TASK OBJECTIVE:
Filter this material down to the lines that hold "below", copying each one.

··········

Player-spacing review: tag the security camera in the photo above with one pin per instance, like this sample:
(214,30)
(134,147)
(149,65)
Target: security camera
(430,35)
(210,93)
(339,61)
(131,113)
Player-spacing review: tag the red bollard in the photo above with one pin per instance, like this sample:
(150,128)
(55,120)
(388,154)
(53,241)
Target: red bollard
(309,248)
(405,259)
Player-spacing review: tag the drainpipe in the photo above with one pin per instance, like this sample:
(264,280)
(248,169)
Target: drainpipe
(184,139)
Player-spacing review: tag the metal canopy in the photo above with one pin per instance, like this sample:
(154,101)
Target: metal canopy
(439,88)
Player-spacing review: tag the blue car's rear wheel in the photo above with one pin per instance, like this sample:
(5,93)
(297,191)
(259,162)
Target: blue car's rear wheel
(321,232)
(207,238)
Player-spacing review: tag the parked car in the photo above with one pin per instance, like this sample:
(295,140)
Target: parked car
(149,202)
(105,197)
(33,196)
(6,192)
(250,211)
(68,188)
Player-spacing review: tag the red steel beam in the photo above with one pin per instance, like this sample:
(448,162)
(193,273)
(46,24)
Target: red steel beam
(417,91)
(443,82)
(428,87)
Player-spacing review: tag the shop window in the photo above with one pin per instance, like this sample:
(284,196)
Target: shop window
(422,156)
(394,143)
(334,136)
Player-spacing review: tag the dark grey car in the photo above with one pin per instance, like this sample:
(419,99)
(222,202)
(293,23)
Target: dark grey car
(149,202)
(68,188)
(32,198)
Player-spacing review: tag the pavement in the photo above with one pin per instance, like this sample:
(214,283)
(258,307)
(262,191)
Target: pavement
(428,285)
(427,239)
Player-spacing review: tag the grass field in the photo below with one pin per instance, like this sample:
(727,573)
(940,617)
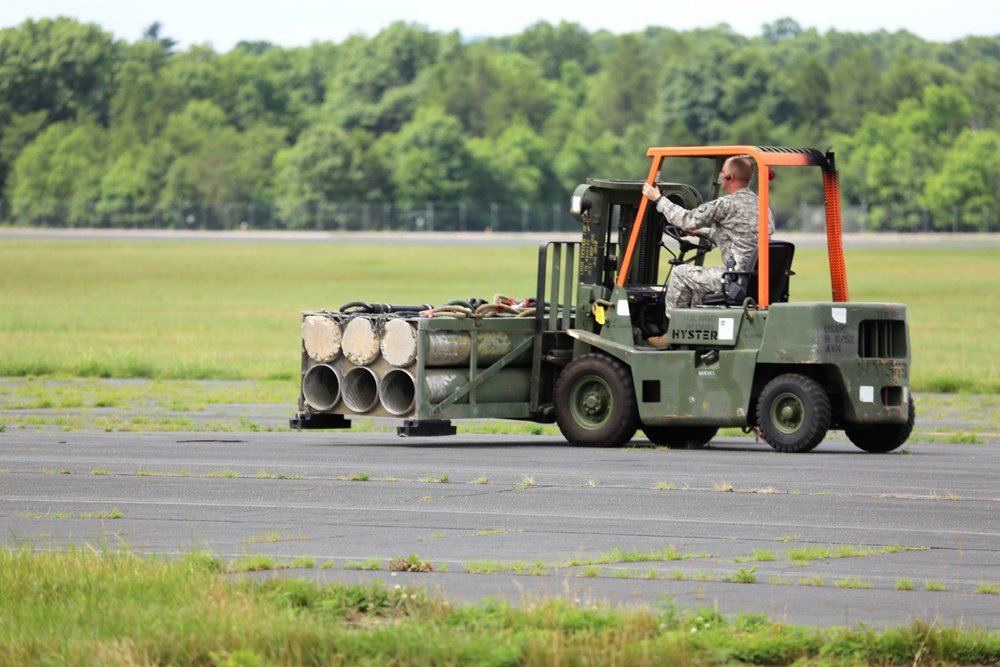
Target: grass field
(217,310)
(94,606)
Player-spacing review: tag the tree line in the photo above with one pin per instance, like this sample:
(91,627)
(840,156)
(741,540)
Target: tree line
(416,127)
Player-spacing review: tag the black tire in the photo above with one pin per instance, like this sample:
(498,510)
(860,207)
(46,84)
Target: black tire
(883,438)
(680,437)
(793,413)
(595,402)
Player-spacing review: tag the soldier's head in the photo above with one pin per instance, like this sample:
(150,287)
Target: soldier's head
(736,173)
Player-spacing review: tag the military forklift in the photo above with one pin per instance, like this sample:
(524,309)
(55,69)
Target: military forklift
(575,353)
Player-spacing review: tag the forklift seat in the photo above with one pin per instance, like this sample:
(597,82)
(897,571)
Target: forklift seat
(740,284)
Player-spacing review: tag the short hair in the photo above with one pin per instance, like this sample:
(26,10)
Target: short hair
(740,168)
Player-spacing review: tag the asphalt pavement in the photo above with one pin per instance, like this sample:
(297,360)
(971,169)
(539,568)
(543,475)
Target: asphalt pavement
(824,538)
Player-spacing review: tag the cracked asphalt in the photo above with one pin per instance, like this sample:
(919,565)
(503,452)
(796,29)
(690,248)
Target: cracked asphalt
(825,538)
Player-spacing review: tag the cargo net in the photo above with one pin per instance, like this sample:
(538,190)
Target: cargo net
(380,313)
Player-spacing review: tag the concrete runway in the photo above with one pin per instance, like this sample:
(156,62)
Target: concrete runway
(542,504)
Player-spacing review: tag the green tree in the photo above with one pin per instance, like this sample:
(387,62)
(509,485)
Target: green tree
(856,83)
(327,165)
(552,46)
(55,70)
(428,159)
(213,164)
(378,82)
(624,91)
(487,90)
(56,179)
(967,183)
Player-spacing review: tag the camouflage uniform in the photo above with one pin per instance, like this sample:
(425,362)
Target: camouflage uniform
(732,224)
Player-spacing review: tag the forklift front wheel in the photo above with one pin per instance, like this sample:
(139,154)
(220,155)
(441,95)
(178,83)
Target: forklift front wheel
(595,402)
(794,413)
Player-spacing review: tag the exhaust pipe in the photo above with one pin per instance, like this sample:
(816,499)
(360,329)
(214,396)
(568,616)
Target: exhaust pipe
(361,389)
(321,387)
(398,392)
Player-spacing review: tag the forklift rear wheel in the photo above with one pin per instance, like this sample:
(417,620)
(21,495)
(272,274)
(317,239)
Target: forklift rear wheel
(794,413)
(883,438)
(680,437)
(595,402)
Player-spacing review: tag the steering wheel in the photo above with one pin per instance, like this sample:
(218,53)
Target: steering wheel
(703,243)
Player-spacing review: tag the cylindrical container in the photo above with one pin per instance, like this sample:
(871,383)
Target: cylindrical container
(510,385)
(360,389)
(397,391)
(321,387)
(360,341)
(321,338)
(399,343)
(453,348)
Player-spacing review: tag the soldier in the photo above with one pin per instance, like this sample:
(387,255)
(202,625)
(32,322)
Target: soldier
(731,222)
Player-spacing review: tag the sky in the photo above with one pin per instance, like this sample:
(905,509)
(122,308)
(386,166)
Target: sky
(223,23)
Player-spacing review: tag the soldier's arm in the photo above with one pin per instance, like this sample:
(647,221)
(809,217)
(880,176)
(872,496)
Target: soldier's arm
(690,221)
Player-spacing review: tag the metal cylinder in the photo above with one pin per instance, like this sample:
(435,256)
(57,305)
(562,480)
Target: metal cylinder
(360,389)
(399,343)
(454,348)
(321,338)
(360,341)
(510,385)
(398,391)
(321,387)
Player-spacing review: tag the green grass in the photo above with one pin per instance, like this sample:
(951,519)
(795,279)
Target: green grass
(189,310)
(97,607)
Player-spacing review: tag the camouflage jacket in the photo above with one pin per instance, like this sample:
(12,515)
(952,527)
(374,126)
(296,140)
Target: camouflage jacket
(731,221)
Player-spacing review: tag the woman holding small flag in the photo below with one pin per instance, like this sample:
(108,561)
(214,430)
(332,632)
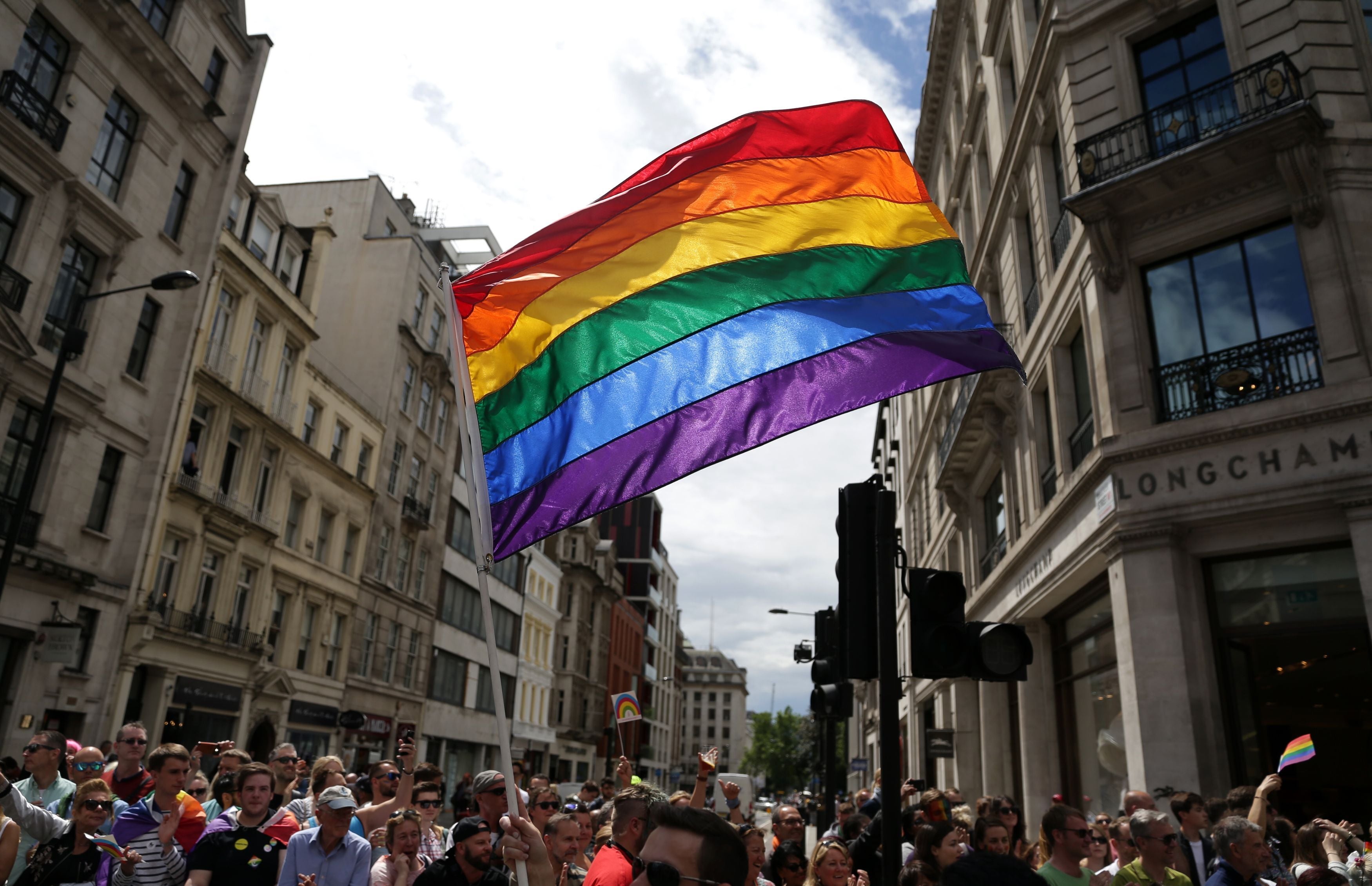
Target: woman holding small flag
(65,852)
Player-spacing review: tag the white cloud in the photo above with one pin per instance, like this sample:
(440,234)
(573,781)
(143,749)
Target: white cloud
(516,114)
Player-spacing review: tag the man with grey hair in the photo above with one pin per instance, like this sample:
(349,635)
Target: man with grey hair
(1157,845)
(1242,852)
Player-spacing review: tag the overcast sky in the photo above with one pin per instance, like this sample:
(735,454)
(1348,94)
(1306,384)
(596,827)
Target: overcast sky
(514,114)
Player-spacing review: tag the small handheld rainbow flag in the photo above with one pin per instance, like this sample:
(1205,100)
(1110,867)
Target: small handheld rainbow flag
(107,845)
(626,708)
(1298,751)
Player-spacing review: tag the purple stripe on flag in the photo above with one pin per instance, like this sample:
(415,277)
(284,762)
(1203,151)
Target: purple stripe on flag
(740,419)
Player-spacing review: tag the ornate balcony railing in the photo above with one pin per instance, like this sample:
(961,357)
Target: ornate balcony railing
(1049,483)
(1031,304)
(415,511)
(33,110)
(1083,439)
(1061,236)
(995,553)
(28,527)
(1213,110)
(1246,373)
(14,287)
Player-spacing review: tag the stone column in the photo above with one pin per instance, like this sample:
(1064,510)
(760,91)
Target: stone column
(1038,732)
(1146,573)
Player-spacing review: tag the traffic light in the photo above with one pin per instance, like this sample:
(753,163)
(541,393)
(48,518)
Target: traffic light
(943,645)
(857,570)
(833,694)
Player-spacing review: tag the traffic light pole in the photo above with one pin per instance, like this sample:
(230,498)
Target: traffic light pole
(889,690)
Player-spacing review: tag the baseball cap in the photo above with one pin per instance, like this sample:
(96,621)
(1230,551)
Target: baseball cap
(470,828)
(337,797)
(488,781)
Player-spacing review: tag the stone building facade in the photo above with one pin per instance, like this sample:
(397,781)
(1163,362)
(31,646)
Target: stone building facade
(121,145)
(1163,202)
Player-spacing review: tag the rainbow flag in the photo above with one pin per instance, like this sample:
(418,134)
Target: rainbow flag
(768,275)
(626,708)
(1298,751)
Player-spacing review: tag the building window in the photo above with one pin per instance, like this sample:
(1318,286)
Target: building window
(261,239)
(302,653)
(408,387)
(43,57)
(383,549)
(1084,437)
(214,74)
(403,563)
(1232,324)
(180,199)
(460,530)
(441,424)
(339,444)
(1087,678)
(417,315)
(397,458)
(335,647)
(74,279)
(392,645)
(448,678)
(1174,65)
(426,405)
(274,633)
(364,461)
(105,482)
(321,542)
(164,582)
(312,422)
(112,147)
(293,522)
(138,361)
(158,14)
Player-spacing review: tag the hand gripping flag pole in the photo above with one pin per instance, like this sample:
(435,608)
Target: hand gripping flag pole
(470,437)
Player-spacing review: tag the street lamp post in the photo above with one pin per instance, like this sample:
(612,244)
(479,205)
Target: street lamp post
(73,343)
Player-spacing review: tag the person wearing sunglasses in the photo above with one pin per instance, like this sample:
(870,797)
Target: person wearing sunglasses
(87,765)
(128,779)
(1067,839)
(1157,844)
(62,852)
(44,759)
(428,801)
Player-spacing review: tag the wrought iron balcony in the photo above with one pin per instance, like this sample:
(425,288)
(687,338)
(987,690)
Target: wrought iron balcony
(1061,236)
(1049,483)
(28,527)
(33,110)
(995,553)
(1083,441)
(415,511)
(1031,304)
(1246,373)
(14,287)
(1241,98)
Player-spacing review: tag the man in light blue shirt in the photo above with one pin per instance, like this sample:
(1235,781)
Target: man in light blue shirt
(328,855)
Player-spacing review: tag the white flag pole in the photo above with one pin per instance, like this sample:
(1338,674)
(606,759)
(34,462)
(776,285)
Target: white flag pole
(470,438)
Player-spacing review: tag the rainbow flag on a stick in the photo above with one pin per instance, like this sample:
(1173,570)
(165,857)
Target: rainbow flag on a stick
(774,272)
(1298,751)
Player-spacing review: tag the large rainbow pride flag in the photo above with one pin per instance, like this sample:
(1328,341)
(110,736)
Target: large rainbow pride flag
(768,275)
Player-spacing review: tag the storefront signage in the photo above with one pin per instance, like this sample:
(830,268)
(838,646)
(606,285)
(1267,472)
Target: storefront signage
(206,694)
(1336,452)
(62,645)
(313,714)
(939,744)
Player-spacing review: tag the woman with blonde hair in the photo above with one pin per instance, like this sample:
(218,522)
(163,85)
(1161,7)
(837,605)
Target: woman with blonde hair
(832,866)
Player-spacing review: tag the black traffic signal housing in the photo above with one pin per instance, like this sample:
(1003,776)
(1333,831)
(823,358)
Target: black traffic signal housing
(833,694)
(944,645)
(857,571)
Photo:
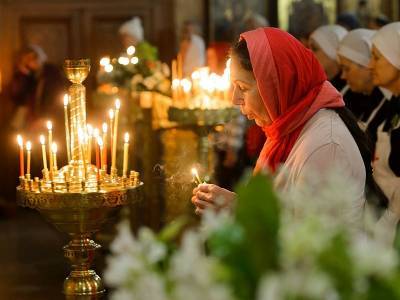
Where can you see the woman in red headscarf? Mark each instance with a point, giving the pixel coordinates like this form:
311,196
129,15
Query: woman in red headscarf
280,84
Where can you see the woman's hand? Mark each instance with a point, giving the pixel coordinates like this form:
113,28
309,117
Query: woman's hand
211,196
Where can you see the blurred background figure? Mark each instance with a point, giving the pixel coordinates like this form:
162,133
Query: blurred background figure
348,21
324,42
192,48
131,32
36,89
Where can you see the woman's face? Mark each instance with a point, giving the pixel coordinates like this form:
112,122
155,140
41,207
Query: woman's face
384,74
246,94
358,77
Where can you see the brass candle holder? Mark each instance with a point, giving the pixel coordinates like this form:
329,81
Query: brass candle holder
78,198
202,121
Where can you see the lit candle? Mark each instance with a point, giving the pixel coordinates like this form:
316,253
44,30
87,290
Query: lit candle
21,155
44,157
67,135
111,118
98,165
28,157
54,151
104,159
50,141
89,145
196,176
82,151
114,146
125,162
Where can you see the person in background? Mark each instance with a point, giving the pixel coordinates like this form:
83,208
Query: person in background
324,42
354,54
280,84
192,49
385,127
378,21
132,34
348,21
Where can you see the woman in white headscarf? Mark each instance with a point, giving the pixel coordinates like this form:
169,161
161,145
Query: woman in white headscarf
324,42
385,127
354,54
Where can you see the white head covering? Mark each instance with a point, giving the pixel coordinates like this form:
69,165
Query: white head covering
133,27
356,46
328,38
387,41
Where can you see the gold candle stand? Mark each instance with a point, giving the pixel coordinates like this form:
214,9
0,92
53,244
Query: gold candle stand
77,199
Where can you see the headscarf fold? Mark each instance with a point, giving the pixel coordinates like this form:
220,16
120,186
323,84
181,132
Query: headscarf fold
293,87
387,41
356,46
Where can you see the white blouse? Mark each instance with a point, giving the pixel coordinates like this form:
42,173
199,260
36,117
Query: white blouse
324,144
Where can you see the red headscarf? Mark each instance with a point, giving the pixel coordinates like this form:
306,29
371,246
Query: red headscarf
293,87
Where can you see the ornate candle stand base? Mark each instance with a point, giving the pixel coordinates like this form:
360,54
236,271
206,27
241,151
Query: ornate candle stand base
202,122
80,214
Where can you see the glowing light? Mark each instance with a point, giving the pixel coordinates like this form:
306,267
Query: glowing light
105,61
42,139
20,140
108,68
134,60
131,50
66,99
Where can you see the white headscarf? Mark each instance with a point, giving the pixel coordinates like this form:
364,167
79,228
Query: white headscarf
328,38
387,41
356,46
134,28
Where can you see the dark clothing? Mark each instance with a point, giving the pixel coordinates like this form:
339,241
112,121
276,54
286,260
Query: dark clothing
389,115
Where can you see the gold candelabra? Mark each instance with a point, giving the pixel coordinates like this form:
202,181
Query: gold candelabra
79,197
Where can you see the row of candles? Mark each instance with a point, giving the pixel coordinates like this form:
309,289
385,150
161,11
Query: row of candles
85,141
105,62
201,82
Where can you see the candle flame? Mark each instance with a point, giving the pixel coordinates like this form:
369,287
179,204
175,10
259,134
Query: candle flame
117,103
42,139
123,60
20,140
194,172
134,60
66,99
111,113
104,61
54,148
108,68
131,50
90,129
96,133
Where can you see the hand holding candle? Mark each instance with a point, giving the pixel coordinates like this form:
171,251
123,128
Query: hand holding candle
196,177
21,155
125,162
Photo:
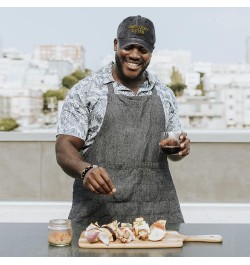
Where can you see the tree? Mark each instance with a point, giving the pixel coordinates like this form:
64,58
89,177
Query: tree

··········

THE ANSWER:
Player-spacing review: tag the grass field in the photo below with one pin per instance, like this sample:
Player-spacing review: tag the woman holding small flag in the photo below with one pin per instance, like this sample:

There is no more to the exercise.